Imortal

Baluarte do samba, mangueirense e vascaíno, Nelson Sargento era voz de todos os morros

Compositor, pesquisador e escritor, ele morreu aos 96 anos, em consequência da covid

Montagem RBA
Montagem RBA
Nelson Sargento e sua Mangueira (e com o amigo portelense Monarco): cidadão do samba e do carnaval carioca

São Paulo – “Todos nós estamos um pouquinho tristes por não ter desfile, mas foi melhor assim. Temos que estar todos vacinados para fazermos um grande carnaval em 2022”, disse Nelson Sargento em fevereiro, no Museu do Samba, em cerimônia de “abertura” simbólica do carnaval do Rio de Janeiro. Nelson Mattos não estará no próximo desfile. A dois meses de completar 97 anos, o presidente de honra da Mangueira, compositor, pesquisador, artista plástico e escritor morreu nesta quinta-feira (27) devido a complicações da covid-19. Ele havia sido diagnosticado na semana passada.

◆ DADOS ARMAZENADOS:

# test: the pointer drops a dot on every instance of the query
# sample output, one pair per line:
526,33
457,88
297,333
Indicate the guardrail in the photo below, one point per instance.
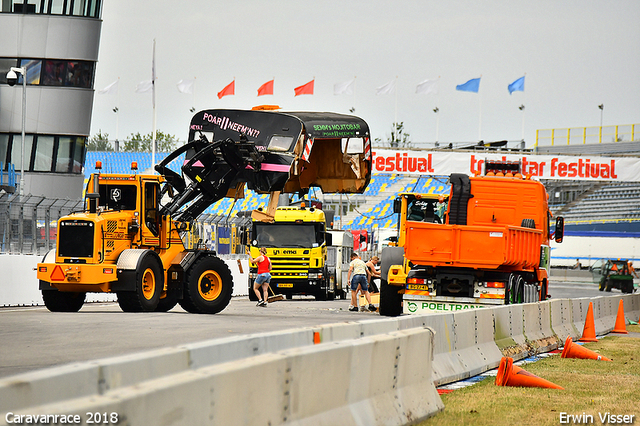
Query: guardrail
588,135
381,371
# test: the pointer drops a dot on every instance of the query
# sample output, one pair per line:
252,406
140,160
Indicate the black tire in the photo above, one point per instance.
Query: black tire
62,301
544,288
208,287
390,299
168,302
517,290
149,283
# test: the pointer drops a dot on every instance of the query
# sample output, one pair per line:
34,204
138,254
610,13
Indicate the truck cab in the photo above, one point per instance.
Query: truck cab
491,247
296,242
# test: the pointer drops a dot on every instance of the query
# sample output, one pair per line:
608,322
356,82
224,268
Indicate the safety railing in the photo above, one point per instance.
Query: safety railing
588,135
28,224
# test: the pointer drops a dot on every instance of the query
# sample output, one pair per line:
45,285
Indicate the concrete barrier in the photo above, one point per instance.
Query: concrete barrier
632,307
447,365
509,331
375,380
168,385
561,319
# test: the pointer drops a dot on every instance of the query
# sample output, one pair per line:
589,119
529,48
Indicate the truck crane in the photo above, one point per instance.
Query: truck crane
130,237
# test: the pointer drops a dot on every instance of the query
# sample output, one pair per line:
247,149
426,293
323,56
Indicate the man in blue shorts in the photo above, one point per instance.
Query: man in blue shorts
357,276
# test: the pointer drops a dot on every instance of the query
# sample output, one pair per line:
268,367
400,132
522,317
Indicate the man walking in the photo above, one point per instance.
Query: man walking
261,284
357,276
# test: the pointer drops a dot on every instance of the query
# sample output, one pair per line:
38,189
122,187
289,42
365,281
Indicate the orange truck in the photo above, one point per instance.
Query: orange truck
486,243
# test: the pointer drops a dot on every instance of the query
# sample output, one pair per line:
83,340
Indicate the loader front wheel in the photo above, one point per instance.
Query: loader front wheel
58,301
148,288
208,287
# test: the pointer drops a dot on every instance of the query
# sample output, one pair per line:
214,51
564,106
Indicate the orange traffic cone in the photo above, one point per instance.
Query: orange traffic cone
512,375
621,323
573,350
589,331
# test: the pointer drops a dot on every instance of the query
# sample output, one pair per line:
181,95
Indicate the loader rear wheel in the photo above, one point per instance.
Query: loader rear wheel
208,287
148,284
59,301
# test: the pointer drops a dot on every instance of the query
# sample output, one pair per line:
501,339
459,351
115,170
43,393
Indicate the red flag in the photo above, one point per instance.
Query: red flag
305,89
230,89
266,89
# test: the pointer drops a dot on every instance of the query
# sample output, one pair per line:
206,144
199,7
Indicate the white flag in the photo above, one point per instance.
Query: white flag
110,89
144,86
427,86
185,86
345,88
387,89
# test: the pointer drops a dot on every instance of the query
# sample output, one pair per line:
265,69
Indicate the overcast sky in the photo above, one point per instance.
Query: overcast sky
576,55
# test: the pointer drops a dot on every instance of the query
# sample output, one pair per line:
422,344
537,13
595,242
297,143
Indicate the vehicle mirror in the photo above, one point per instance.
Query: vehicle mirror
397,205
559,233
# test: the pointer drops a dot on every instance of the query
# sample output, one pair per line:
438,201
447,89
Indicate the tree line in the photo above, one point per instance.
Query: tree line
133,143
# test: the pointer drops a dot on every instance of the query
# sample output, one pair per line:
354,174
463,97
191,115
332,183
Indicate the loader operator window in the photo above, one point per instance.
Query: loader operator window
422,211
118,197
151,218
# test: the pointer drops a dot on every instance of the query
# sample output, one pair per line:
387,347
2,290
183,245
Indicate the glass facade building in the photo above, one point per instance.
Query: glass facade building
57,42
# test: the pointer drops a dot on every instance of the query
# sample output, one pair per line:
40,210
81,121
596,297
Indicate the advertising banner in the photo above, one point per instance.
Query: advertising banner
561,167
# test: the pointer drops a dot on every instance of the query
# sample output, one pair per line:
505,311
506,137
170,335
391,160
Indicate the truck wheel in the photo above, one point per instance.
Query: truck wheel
516,289
390,299
59,301
168,302
149,287
208,287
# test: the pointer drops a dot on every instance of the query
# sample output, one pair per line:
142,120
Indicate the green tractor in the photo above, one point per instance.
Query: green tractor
614,273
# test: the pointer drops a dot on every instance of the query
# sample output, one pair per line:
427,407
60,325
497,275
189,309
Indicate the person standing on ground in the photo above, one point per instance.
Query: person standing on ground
357,276
372,273
264,276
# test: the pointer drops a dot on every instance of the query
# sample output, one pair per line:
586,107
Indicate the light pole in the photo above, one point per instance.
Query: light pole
12,79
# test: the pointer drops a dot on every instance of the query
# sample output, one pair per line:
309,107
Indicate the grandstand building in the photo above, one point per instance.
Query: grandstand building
57,42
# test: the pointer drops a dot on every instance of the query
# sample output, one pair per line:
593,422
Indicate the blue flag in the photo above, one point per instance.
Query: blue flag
472,85
516,85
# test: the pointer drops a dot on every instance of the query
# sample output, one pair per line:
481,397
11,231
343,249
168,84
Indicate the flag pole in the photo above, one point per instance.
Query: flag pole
479,114
153,86
395,130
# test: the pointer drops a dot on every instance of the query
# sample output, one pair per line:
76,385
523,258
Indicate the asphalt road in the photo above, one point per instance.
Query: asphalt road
32,337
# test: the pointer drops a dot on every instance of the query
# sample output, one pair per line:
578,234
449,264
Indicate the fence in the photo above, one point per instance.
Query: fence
28,224
588,135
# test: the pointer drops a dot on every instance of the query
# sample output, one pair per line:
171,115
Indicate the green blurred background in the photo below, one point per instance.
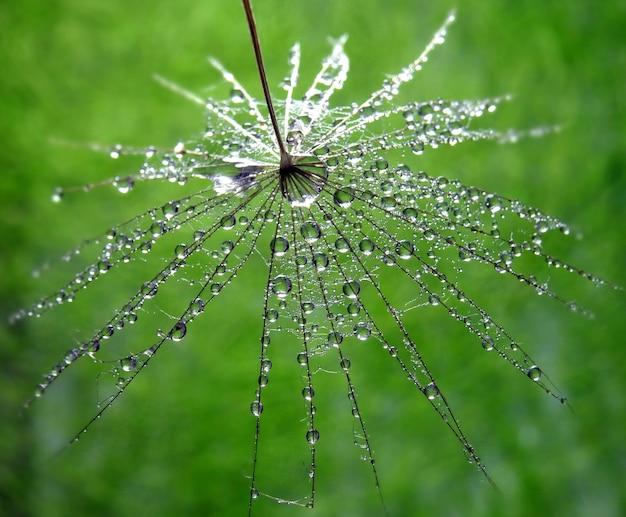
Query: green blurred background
179,442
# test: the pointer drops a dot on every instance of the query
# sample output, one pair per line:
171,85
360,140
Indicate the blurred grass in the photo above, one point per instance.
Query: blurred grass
179,441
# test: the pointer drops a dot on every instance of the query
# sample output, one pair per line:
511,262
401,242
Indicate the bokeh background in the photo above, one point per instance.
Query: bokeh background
179,442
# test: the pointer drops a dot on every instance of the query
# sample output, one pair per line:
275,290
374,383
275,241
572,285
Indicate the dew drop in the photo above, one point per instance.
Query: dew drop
281,286
487,343
534,372
405,249
310,231
128,364
279,246
320,261
335,338
256,408
351,289
302,359
344,197
362,331
367,246
308,393
271,315
431,391
179,331
312,436
342,245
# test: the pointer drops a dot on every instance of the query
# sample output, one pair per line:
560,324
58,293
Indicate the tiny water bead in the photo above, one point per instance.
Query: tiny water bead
256,408
312,436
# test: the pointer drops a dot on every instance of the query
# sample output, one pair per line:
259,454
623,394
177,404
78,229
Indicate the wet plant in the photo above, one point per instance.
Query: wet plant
333,200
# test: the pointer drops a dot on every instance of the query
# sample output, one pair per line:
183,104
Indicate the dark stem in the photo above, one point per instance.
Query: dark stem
285,159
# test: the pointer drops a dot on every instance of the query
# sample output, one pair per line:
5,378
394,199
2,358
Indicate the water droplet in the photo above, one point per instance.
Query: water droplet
236,96
279,246
310,231
312,436
367,246
351,289
179,331
353,308
271,315
228,222
320,261
308,307
170,210
344,197
362,331
431,391
196,307
308,393
128,364
342,245
124,185
335,338
534,372
281,286
256,408
405,249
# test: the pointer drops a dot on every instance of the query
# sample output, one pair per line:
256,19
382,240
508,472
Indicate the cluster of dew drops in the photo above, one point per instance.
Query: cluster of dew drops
349,216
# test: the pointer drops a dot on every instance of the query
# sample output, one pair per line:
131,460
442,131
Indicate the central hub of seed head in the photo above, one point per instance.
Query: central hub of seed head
301,178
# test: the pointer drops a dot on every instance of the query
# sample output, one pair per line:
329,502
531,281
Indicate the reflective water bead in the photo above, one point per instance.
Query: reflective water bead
312,436
335,338
128,364
431,391
351,289
281,286
256,408
405,249
353,308
362,331
308,393
320,261
310,231
279,246
534,372
342,245
367,246
344,197
179,331
271,315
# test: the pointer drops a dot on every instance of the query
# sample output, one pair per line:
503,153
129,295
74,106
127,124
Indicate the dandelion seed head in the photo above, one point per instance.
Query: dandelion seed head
342,226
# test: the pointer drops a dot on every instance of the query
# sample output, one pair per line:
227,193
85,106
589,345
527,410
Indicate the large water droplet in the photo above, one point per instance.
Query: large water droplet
308,393
312,436
310,231
256,408
279,246
351,289
128,364
281,286
179,331
534,372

◆ ATIVIDADES:
1. Liste as qualificações atribuídas a Nelson Sargento na frase do texto sobre ele que começa com "A dois meses de completar 97 anos".
2. De acordo com o texto sobre Nelson Sargento, em que local ele falou sobre o carnaval em fevereiro?

◆ RESPOSTAS FORNECIDAS:
1. Presidente de honra da Mangueira, compositor, pesquisador, artista plástico e escritor.

2. No Museu do Samba, durante a cerimônia de "abertura" simbólica do carnaval do Rio de Janeiro.